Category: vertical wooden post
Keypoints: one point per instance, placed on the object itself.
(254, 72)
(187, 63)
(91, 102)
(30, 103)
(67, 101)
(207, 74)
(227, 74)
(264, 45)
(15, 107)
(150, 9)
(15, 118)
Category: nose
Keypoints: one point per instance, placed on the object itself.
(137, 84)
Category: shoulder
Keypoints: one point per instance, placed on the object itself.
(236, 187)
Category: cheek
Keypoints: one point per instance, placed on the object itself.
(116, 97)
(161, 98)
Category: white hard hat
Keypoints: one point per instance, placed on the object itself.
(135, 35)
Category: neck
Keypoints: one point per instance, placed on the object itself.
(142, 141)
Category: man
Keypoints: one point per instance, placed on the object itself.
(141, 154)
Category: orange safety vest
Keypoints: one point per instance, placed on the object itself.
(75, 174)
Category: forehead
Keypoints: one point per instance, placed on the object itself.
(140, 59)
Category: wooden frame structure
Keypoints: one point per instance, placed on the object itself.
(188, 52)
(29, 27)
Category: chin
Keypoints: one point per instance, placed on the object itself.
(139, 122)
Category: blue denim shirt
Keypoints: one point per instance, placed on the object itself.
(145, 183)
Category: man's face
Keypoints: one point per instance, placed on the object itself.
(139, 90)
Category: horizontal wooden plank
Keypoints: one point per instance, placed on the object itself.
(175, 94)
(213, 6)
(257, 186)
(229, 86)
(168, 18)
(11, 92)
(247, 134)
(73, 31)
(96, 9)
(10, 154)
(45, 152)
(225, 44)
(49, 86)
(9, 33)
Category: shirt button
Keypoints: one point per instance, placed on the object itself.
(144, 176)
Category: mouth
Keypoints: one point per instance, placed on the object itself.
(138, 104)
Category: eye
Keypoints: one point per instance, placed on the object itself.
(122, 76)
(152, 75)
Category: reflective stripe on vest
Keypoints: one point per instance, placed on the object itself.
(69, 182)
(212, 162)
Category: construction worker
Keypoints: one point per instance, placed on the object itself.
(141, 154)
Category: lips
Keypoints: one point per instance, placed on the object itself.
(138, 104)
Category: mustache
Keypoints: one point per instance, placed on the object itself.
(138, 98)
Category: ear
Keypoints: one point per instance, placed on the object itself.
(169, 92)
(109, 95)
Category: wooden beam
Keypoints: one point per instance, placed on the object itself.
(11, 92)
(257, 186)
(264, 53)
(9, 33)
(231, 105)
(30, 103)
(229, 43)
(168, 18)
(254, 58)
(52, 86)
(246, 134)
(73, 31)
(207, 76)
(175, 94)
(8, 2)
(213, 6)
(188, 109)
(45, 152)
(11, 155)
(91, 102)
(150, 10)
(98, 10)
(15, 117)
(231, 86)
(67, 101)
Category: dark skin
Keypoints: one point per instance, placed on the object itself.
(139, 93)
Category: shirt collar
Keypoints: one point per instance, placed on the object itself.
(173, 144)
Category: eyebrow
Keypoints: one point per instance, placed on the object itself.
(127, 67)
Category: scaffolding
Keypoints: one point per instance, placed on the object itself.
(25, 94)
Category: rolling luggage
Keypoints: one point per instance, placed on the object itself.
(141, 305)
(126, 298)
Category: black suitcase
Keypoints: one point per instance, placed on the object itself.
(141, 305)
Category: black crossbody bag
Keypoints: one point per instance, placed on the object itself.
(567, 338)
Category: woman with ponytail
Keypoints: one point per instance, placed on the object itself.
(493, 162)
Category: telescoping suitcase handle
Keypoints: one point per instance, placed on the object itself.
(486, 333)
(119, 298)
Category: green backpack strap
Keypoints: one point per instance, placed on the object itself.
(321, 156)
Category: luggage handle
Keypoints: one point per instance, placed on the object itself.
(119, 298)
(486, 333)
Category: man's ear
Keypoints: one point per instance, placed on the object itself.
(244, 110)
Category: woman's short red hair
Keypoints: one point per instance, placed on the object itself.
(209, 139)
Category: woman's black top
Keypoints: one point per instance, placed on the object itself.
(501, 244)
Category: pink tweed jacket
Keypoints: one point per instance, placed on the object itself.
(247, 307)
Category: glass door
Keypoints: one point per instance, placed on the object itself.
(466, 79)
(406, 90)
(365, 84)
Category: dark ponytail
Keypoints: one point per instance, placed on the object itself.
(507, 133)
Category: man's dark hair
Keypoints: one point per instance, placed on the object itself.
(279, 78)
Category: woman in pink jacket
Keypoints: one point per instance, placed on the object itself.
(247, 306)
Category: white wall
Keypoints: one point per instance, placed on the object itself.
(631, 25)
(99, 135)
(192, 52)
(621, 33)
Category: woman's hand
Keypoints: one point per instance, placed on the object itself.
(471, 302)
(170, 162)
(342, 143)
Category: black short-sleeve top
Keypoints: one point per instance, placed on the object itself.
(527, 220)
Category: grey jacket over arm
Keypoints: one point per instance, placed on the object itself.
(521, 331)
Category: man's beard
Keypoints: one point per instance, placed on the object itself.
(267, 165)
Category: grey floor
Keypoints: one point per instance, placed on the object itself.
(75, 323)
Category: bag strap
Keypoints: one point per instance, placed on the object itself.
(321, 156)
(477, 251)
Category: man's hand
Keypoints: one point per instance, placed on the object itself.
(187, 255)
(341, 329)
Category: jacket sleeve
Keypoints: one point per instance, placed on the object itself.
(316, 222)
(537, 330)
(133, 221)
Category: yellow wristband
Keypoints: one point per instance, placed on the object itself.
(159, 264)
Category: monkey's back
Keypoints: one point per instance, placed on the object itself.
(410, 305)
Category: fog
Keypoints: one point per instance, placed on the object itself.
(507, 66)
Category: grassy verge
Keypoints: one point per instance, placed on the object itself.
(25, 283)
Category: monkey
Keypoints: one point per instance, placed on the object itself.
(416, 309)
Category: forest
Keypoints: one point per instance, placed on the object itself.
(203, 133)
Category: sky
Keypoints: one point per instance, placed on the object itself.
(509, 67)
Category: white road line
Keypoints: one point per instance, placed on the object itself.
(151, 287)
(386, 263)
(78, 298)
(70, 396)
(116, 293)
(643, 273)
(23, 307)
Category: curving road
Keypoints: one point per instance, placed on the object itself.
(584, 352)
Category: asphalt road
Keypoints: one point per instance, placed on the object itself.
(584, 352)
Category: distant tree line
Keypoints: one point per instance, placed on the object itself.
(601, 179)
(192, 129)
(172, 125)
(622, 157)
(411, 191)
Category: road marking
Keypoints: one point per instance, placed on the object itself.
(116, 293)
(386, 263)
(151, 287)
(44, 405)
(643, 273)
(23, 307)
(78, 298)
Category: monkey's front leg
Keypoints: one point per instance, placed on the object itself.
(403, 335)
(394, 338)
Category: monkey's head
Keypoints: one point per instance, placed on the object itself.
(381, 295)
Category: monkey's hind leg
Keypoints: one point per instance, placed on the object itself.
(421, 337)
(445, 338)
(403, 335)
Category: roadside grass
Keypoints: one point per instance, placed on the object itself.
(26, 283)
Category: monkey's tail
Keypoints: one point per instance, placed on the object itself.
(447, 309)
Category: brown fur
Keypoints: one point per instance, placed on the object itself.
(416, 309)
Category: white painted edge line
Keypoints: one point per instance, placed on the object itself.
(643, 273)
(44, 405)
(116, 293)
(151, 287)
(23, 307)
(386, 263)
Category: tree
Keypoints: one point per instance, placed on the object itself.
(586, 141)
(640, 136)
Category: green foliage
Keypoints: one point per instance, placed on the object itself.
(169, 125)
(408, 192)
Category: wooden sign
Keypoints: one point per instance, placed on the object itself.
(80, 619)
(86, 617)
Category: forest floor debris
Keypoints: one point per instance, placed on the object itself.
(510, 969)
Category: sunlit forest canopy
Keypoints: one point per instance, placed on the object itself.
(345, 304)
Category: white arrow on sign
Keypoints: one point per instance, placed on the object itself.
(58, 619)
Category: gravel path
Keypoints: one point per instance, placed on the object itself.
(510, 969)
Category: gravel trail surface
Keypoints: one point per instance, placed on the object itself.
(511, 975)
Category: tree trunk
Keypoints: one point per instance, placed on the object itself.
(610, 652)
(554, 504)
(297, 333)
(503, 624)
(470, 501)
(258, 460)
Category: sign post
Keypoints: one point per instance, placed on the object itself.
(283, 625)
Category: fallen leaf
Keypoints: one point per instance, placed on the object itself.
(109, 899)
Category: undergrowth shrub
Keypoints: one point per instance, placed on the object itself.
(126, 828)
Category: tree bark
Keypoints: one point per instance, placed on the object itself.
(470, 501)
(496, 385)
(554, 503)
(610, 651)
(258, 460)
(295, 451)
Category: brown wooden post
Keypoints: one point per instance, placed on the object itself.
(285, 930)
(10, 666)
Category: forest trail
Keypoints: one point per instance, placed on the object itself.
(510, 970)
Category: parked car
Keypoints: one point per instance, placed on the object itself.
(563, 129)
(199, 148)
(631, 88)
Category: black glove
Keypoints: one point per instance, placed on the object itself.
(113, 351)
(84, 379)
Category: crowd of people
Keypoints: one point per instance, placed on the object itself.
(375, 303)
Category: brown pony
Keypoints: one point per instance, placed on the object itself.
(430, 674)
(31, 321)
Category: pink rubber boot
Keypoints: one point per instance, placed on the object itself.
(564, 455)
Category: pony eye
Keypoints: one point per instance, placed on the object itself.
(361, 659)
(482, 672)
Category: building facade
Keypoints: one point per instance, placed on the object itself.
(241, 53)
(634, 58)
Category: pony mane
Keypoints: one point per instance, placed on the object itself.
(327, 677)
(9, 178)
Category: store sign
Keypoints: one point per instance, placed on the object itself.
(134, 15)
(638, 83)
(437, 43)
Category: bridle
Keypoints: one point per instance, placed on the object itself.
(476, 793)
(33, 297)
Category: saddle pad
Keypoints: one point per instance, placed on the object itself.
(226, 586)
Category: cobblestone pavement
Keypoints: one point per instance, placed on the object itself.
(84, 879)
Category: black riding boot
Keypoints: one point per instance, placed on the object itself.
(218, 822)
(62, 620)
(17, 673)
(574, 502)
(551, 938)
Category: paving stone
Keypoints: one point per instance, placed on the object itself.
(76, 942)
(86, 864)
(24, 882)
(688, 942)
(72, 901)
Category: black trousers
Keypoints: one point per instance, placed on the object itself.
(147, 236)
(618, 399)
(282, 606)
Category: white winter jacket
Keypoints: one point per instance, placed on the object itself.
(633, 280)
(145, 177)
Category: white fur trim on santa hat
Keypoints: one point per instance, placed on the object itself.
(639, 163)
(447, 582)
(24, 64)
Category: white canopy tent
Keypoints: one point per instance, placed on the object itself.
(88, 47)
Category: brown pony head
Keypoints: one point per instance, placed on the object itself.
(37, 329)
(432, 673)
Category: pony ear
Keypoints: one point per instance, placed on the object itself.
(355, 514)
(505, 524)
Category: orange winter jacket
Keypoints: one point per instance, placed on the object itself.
□ □ □
### WRITTEN REQUEST
Transcribe the records above exactly, but only from the line that contains "Category: pink rubber boot" through their final line, inclusive.

### SOLUTION TO THE PROBLEM
Category: pink rubber boot
Keypoints: one point per instance, placed on the object itself.
(564, 455)
Category: pony eye
Keypoints: one point per instance, placed on the object itself.
(361, 659)
(482, 672)
Category: building facade
Keypoints: one point per instance, placed on the object itself.
(241, 53)
(634, 58)
Category: pony mane
Keypoints: one point per instance, placed on the object itself.
(327, 677)
(9, 178)
Category: store sign
Keypoints: one point per instance, placed on the object itself.
(134, 15)
(638, 83)
(437, 43)
Category: bridle
Keypoints: one point per instance, placed on the object itself.
(476, 793)
(33, 297)
Category: saddle pad
Keypoints: one point per instance, placed on the object itself.
(226, 586)
Category: cobblestone pavement
Keypoints: one point per instance, placed on the object itself.
(84, 879)
Category: black riding boot
Keypoints: one point per instance, placed on the object itself.
(218, 822)
(62, 620)
(17, 673)
(574, 502)
(551, 938)
Category: paving stone
Keypoints: one point per instance, placed on the object itself.
(76, 942)
(86, 864)
(24, 882)
(688, 942)
(72, 901)
Category: black trousers
Keypoints: one point per instance, placed on the object itself.
(147, 236)
(618, 399)
(282, 606)
Category: white winter jacket
Keypoints: one point per instance, placed on the object itself.
(633, 280)
(145, 177)
Category: white fur trim on santa hat
Keypoints: one point per instance, placed on the object itself.
(639, 163)
(447, 582)
(24, 64)
Category: white canopy tent
Keypoints: one point per instance, placed on the object itself.
(88, 47)
Category: brown pony head
Keypoints: one point per instance, placed on the object itself.
(37, 329)
(432, 673)
Category: pony ear
Keypoints: one point per instance, placed on the object itself.
(355, 514)
(505, 524)
Category: orange winter jacket
Keypoints: one point per instance, placed on the object itself.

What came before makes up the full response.